Items from a dataset

- Opening Delimiter -

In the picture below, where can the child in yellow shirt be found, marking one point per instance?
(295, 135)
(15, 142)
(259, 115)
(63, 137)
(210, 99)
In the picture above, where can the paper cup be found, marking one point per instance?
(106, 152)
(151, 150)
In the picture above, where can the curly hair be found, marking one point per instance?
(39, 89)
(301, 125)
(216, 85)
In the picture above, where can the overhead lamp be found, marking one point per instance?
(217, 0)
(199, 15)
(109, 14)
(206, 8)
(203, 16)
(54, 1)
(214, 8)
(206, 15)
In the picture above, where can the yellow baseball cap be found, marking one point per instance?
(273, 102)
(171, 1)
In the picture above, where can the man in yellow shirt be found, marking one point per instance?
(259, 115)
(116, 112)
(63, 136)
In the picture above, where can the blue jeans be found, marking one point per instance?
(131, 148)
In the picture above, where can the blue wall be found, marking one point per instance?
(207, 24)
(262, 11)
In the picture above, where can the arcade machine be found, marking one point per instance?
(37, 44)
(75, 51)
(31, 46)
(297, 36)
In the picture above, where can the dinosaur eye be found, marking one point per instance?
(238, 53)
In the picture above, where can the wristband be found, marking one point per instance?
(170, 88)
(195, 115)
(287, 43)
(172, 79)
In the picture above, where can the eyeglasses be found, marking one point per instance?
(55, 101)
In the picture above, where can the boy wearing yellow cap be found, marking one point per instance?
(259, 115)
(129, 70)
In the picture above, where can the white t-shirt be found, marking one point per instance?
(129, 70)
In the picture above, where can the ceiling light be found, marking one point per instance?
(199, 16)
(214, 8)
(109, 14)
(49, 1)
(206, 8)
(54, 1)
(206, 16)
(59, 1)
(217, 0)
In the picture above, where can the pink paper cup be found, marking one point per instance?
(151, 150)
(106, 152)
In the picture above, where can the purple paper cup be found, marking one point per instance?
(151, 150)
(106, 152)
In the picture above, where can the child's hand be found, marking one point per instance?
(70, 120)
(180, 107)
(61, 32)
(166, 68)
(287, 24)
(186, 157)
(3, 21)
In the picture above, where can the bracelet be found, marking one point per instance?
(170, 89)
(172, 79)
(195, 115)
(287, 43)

- Closing Delimiter -

Exactly as written, give the line containing "In the picture above, where can the blue jeans" and all remaining lines of the records.

Output of the exercise:
In the picture above, where can the blue jeans be found, marking one point per instance?
(131, 148)
In the picture above, where can the blue wall be found, marking one point per instance?
(207, 24)
(262, 11)
In the picture above, where can the arcade machine be found, marking one point per instance?
(37, 44)
(75, 51)
(31, 46)
(297, 36)
In the picture above, where can the dinosaur eye be found, marking one point per instance?
(238, 53)
In the picture above, where can the wristband be found, marking one point per instance?
(170, 88)
(195, 115)
(287, 43)
(172, 79)
In the picture above, where can the eyeglasses be found, marking one point per instance?
(55, 101)
In the picture above, where can the boy wearing yellow cap be found, marking one point per instance?
(259, 115)
(129, 70)
In the picture above, where can the white t-shirt be found, marking one point per instance?
(129, 70)
In the picture above, where can the ceiling light be found, marking one point per instance?
(199, 16)
(214, 8)
(109, 14)
(49, 1)
(206, 8)
(54, 1)
(206, 16)
(59, 1)
(217, 0)
In the picture above, where can the pink paper cup be found, marking one point per instance?
(151, 150)
(106, 152)
In the picture above, where can the purple paper cup be found, marking one point per instance?
(151, 150)
(106, 152)
In the picture above, where can the child's hand be found, marking one point per instance?
(70, 120)
(180, 107)
(61, 32)
(166, 68)
(287, 24)
(186, 157)
(3, 21)
In the picture above, where can the bracelet be found, marking one point per instance?
(170, 89)
(172, 79)
(195, 115)
(287, 43)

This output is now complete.